La recherche de fonds est, incontestablement, l’un des premiers défis auquel font face les porteurs de projets innovants. Le financement est un besoin perpétuel dans la vie d’une startup. Il est d’autant plus crucial dans la phase d’amorçage et celle dite « early stage ».
De par son statut d’entreprise innovante et son business model qui propose un service ou une activité en rupture avec le marché, la startup se trouve exclue du financement bancaire, étant considérée comme une entreprise à très haut risque.
Dans la phase de création, après l’autofinancement, les porteurs de projet recourent souvent à la « love money », en sollicitant les personnes de leur cercle proche. C’est le cas de la plupart des startupeurs qui se sont lancés dans l’aventure entrepreneuriale.
« Depuis la première idée de fonder la startup Freehali.com, nous avons été indépendants dans le financement de notre activité. On pense qu’on aurait pu avancer beaucoup plus rapidement avec un fonds. Cela nous aurait permis de recruter plus de personnel, diversifier nos activités et développer plus de solutions, mais aussi toucher plus de monde avec un bon budget Marketing », témoigne Walid Benblidia, co-fondateur de Freehali, une plateforme dédiée à la freelance.

§ Consigne
Dans le texte sur le financement des startups, énumérez tout ce qu'un fonds aurait permis selon la phrase qui commence par « Cela nous aurait permis ». Ce matériel provient d'une autre source que le texte.

§ Extrait de données
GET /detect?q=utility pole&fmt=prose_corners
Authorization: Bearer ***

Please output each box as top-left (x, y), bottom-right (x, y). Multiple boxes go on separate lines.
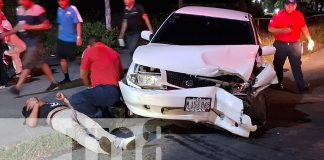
top-left (105, 0), bottom-right (111, 31)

§ Réponse
- Recruter plus de personnel
- Diversifier les activités
- Développer plus de solutions
- Toucher plus de monde avec un bon budget Marketing